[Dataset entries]
>>>

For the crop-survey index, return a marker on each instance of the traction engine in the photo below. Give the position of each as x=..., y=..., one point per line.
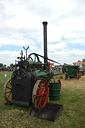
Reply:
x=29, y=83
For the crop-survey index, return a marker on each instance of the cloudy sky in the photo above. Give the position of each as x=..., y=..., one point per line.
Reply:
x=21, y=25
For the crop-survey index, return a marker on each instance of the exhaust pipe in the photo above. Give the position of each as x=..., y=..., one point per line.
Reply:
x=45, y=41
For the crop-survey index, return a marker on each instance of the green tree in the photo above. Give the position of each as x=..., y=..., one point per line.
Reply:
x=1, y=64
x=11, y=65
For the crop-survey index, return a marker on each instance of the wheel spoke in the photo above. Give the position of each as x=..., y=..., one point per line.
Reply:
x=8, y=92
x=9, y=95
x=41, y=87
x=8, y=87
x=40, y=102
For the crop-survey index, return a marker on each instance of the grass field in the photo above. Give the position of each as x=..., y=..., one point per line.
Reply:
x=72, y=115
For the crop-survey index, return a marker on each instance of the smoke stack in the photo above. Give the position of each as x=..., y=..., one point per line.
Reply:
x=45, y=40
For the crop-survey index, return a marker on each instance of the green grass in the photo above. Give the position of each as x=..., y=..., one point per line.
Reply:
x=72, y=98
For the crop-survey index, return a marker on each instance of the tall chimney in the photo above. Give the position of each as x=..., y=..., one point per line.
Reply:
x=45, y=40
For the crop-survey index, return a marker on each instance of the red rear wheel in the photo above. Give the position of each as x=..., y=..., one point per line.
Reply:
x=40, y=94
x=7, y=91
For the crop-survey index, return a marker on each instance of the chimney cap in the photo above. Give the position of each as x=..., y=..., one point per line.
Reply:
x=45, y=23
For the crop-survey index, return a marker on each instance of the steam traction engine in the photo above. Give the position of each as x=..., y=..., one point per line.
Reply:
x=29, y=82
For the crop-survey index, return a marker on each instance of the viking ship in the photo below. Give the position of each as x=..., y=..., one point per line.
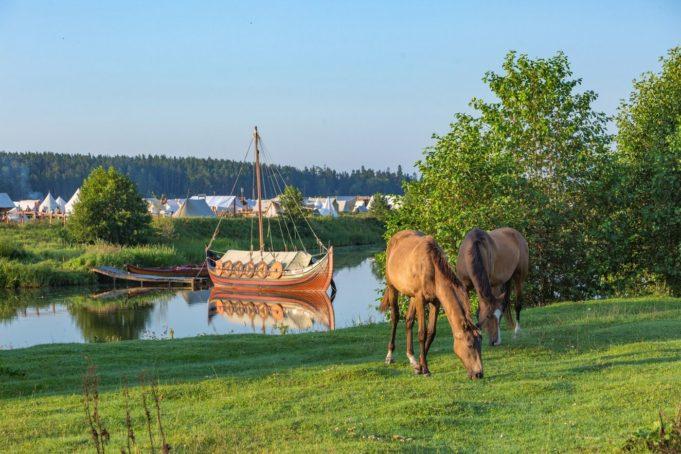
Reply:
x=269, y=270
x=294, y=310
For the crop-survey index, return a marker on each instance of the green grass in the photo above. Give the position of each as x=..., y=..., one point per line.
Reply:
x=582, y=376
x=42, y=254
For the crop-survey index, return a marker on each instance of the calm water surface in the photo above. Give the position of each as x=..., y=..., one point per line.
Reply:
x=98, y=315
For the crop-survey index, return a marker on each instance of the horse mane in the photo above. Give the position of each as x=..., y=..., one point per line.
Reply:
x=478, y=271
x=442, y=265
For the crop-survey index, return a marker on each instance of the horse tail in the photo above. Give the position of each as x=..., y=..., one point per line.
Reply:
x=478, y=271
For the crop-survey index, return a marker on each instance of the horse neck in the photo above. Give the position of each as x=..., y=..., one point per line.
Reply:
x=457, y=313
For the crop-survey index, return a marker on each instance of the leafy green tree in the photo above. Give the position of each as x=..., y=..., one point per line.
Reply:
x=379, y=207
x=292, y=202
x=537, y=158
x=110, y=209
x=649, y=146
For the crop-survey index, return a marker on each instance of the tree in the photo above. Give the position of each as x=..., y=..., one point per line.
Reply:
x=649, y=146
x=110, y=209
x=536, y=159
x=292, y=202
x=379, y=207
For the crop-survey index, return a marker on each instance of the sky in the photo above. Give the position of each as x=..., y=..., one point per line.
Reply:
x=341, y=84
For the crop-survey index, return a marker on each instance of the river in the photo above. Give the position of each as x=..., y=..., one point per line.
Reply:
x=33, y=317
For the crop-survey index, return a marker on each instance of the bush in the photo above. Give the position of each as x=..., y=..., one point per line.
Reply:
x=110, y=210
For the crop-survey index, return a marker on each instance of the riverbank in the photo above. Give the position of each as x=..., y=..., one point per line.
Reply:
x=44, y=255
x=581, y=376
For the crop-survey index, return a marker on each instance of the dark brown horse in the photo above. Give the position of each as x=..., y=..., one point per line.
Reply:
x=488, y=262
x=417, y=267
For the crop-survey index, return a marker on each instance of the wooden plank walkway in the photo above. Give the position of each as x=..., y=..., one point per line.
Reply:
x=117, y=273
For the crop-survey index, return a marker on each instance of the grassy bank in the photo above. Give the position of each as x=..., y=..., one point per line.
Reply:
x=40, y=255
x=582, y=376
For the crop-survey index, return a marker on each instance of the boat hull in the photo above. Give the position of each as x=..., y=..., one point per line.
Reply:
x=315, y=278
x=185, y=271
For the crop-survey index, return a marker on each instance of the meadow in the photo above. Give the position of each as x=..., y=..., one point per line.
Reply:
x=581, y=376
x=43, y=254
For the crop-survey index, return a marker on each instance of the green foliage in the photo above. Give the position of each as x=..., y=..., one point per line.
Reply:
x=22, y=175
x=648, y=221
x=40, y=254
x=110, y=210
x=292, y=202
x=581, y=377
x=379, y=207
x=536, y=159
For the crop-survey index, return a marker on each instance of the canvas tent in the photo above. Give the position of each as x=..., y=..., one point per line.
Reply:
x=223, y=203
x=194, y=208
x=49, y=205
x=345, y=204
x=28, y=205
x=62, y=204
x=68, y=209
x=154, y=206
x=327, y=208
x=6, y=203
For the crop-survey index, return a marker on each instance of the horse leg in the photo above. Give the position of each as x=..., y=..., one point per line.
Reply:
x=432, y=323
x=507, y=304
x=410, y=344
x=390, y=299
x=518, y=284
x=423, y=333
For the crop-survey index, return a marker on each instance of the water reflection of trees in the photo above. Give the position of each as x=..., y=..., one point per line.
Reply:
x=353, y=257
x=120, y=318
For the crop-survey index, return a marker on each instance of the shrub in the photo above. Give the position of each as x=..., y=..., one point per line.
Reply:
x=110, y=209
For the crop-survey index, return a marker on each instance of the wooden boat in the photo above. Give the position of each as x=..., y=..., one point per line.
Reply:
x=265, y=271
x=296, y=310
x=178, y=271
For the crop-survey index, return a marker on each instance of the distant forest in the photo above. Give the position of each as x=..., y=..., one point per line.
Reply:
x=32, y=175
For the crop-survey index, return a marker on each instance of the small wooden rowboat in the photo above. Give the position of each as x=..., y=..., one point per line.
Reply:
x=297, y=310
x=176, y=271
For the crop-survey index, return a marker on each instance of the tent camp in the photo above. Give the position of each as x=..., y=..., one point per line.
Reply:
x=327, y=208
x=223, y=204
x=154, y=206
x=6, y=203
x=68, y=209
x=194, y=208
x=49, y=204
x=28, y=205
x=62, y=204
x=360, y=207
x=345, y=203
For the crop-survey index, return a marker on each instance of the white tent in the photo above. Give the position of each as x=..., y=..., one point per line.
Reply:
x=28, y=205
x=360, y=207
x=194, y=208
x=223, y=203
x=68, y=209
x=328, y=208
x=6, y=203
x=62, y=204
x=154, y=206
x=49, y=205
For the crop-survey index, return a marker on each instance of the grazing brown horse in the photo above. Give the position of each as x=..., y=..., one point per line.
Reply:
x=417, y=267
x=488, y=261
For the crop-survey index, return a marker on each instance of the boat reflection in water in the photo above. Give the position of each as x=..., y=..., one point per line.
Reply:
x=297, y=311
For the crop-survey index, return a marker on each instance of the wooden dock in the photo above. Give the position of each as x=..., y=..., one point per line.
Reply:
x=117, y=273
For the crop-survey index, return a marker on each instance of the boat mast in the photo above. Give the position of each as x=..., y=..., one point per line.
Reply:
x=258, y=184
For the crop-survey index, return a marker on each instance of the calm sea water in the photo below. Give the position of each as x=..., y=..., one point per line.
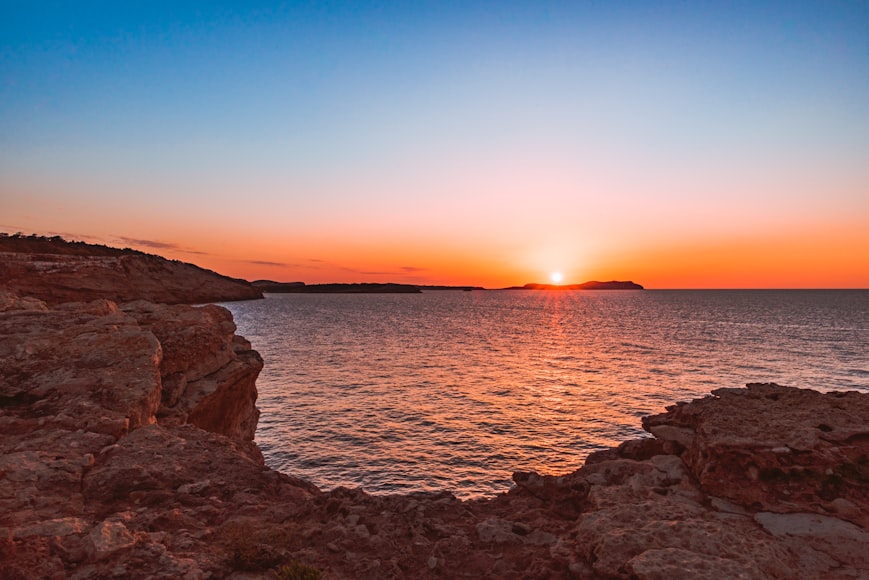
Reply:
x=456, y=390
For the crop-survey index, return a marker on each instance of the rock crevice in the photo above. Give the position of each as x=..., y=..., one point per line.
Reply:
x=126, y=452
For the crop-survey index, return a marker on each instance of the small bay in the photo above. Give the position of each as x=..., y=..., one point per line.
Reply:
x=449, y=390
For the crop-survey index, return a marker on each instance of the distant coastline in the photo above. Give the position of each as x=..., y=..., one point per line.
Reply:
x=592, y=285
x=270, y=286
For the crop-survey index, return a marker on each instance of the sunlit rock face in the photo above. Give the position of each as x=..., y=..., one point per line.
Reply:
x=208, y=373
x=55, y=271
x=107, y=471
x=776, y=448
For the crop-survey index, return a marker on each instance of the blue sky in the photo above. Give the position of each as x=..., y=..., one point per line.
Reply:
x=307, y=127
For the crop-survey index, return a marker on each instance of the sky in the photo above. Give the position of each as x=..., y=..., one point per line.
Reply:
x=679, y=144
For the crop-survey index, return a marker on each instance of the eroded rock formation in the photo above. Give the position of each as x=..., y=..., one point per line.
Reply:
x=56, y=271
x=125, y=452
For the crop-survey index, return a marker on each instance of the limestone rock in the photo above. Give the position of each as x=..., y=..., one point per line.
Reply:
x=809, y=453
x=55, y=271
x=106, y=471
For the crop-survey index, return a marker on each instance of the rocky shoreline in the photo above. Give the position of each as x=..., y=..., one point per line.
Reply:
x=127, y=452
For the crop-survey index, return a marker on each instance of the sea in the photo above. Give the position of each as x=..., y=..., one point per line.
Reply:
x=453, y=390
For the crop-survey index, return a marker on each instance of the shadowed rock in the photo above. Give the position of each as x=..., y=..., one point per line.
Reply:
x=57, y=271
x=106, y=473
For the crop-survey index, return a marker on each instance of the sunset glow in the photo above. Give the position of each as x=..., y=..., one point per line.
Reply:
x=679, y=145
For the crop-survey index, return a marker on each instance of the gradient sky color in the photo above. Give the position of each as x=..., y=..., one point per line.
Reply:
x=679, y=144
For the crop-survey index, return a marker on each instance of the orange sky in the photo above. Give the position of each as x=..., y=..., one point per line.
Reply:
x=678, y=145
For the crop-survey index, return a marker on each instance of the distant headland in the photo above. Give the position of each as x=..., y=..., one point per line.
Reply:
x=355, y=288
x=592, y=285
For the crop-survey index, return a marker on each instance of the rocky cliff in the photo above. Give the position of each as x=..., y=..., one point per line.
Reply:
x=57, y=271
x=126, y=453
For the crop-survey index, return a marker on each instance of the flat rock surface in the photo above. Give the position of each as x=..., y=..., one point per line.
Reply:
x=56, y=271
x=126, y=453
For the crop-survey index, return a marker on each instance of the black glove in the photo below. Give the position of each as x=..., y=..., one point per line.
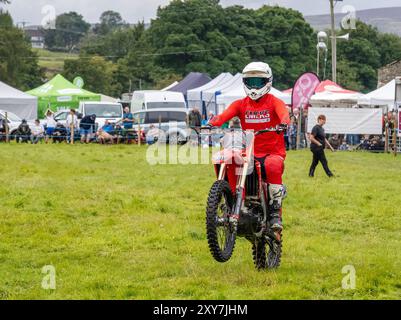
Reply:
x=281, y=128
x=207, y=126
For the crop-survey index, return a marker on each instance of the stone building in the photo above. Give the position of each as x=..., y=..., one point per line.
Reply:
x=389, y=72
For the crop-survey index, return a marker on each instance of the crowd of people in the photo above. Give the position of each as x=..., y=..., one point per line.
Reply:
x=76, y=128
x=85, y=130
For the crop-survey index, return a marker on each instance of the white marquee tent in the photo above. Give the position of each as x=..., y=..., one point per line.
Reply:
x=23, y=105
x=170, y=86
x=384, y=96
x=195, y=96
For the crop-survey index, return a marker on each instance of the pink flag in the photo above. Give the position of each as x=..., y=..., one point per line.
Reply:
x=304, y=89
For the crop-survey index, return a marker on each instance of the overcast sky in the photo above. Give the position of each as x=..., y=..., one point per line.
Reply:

<<<

## STATED GOAL:
Reproduce the entries above as a numbered list, omitting blank lines and pictures. Begin at the line containing "the red rear" and stop after the line containing "x=98, y=315".

## SOLVED PROBLEM:
1. For the crop-survey index, return a marker on each instance of the red rear wheel in the photo above. Give the position of each as x=..., y=..., one point per line.
2. Reply:
3. x=40, y=94
4. x=7, y=91
5. For the crop-survey index, return a marker on each instance of the chimney cap in the photo above. Give the position of each as x=..., y=..., one point per line.
6. Reply:
7. x=45, y=23
8. For the crop-survey index, return a marker on each instance of the steam traction engine in the photo above. Give the position of each as x=..., y=..., one point per line.
9. Reply:
10. x=29, y=82
11. For the crop-survey index, return a marker on each instance of the viking ship in the photo below. Give the position of each as x=..., y=..., one point per line.
12. Reply:
13. x=269, y=270
14. x=294, y=310
15. For the crop-survey index, return a marker on each instance of the green grass in the photo above. Give the position of each as x=..., y=..., one point per line.
16. Reply:
17. x=582, y=376
18. x=42, y=254
19. For the crop-survey index, return a marker on each instance of the calm water surface in the photo above. Give the position of each as x=..., y=..., one point per line.
20. Reply:
21. x=98, y=315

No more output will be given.